LESETEXT
----------

Beim neu geschaffenen United Cup locken Punkte und Preisgelder die Crème de la Crème plus Nachwuchs, sich zum Mixed Date auf Hartplatz einzufinden. Wie einst beim Hopman Cup. Ab 29. Dezember wird der UC die Saison eröffnen.
Aufwärmen für den alljährlichen Tenniszirkus, in angenehmer Atmosphäre und nicht strikt nach Geschlechtern getrennt: Das ermöglichte der Hopman Cup ab 1989 31-mal den Spitzenspielern aus acht Nationen. Immerhin zweimal gewann Deutschland den lockeren Wettbewerb zwischen Ländern, der unter dem Schirm der Internationalen Tennis Federation (ITF) stand. Zuerst Steffi Graf mit Michael Stich 1993, zwei Jahre später Boris Becker mit Anke Huber. Roger Federer siegte mit Martina Hingis 2001 für die Schweiz, 17 Jahre später mit Belinda Bencic, 2019 dann nochmals. Russland gehörte zu den Rekordteilnehmern. Angetreten wurde 1990 und 1991 noch unter der Flagge der Sowjetunion sowie 1992 im Verbund der GUS.
Die lockere Entspannung beim Wettbewerb zwischen Tennisnationen passte zum Ende des Kalten Krieges. Es gab keine Anzeichen dafür, dass Russland und das heutige Belarus jemals von einem gemeinsamen Event der Geschlechter und Nationen ausgeschlossen sein würden. Ost und West, die so nicht mehr geführt wurden, spielten harmonisch miteinander. In einem Wettkampf, der Frieden und Freude ausstrahlte, starteten die Zuschauer mit Spielerinnen und Spielern ins neue Jahr: Das war eine Botschaft des Hopman Cup, bis das frohe Ereignis 2020 dem ATP Cup weichen musste.

----------

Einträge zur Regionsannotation
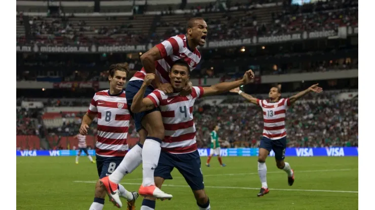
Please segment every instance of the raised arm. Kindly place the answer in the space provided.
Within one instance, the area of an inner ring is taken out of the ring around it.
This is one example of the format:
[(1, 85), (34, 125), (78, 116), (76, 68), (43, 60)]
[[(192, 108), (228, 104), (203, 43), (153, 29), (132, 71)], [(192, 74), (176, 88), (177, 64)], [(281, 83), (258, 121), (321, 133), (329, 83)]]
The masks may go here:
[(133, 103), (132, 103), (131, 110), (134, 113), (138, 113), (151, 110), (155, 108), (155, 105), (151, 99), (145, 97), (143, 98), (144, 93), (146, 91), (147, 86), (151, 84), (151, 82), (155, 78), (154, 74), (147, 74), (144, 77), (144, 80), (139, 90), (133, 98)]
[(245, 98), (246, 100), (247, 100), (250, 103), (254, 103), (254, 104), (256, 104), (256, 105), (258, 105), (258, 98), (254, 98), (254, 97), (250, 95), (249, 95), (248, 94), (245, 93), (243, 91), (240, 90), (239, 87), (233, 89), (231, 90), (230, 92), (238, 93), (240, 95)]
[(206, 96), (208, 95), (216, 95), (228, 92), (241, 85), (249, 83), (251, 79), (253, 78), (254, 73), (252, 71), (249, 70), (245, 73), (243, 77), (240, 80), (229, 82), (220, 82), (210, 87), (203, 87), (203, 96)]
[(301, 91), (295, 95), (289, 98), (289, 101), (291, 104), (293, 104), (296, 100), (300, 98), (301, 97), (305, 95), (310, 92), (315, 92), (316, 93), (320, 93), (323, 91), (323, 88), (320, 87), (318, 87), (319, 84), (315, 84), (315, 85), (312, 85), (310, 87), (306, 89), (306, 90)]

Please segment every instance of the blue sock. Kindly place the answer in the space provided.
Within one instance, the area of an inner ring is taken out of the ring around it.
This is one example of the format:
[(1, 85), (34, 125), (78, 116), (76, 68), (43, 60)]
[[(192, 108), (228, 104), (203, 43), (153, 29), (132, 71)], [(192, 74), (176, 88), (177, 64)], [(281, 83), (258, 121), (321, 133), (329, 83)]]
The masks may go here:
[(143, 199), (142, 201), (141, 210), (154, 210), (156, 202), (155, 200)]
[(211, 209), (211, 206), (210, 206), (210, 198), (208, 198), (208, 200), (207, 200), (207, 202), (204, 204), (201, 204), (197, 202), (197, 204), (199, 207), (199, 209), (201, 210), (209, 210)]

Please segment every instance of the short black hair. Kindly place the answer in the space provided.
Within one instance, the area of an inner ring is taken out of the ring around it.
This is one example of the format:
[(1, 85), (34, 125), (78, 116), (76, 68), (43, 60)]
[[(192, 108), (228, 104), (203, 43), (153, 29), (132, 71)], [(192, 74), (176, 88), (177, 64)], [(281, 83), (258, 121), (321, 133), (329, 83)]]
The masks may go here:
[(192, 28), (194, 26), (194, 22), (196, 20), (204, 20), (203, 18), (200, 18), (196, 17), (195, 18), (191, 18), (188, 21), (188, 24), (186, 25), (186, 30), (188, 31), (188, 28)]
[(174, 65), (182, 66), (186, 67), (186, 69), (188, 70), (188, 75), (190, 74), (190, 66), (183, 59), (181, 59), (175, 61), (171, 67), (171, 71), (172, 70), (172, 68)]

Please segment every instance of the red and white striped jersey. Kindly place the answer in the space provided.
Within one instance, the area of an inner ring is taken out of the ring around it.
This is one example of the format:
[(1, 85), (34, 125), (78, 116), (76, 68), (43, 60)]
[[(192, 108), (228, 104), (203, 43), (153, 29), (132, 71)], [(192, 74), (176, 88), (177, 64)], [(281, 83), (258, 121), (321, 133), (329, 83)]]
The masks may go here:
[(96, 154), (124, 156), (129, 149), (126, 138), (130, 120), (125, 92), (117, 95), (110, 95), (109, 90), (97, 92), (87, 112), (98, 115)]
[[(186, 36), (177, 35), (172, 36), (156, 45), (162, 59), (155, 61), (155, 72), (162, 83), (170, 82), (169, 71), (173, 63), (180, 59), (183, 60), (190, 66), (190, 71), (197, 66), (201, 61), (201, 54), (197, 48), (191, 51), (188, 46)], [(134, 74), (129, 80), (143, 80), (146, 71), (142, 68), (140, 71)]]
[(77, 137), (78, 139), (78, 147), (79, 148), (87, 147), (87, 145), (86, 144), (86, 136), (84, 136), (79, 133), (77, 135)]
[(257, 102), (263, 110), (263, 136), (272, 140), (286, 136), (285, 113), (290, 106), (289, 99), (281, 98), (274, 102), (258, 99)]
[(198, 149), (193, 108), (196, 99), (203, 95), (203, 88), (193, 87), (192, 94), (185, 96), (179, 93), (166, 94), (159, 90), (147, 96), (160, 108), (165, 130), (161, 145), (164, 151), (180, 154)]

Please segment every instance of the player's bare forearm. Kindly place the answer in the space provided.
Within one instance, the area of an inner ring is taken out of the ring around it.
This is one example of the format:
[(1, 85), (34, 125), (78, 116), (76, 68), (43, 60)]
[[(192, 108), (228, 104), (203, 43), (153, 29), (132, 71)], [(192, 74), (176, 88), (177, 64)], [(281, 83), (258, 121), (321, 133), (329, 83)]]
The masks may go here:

----------

AUFGABENSTELLUNG
[1] Nenne alle Tennisspielerinnen und Tennisspieler, die im Lesetext über den Hopman Cup namentlich vorkommen.
[2] Beantworte anhand des Lesetextes über den Hopman Cup diese Fragen:
(a) Ab welchem Datum eröffnet der United Cup die Saison?
(b) Unter wessen Schirm stand der Hopman Cup?
(c) Welchem Wettbewerb musste der Hopman Cup 2020 weichen?
[3] Gib aus dem Lesetext über den Hopman Cup alles von „Aufwärmen für den“ bis hinunter zu „Verbund der GUS.“ wortgetreu wieder.

LÖSUNGEN
[1] Steffi Graf, Michael Stich, Boris Becker, Anke Huber, Roger Federer, Martina Hingis, Belinda Bencic

[2]
(a) Ab dem 29. Dezember.
(b) Unter dem Schirm der Internationalen Tennis Federation (ITF).
(c) Dem ATP Cup.

[3]
Aufwärmen für den alljährlichen Tenniszirkus, in angenehmer Atmosphäre und nicht strikt nach Geschlechtern getrennt: Das ermöglichte der Hopman Cup ab 1989 31-mal den Spitzenspielern aus acht Nationen. Immerhin zweimal gewann Deutschland den lockeren Wettbewerb zwischen Ländern, der unter dem Schirm der Internationalen Tennis Federation (ITF) stand. Zuerst Steffi Graf mit Michael Stich 1993, zwei Jahre später Boris Becker mit Anke Huber. Roger Federer siegte mit Martina Hingis 2001 für die Schweiz, 17 Jahre später mit Belinda Bencic, 2019 dann nochmals. Russland gehörte zu den Rekordteilnehmern. Angetreten wurde 1990 und 1991 noch unter der Flagge der Sowjetunion sowie 1992 im Verbund der GUS.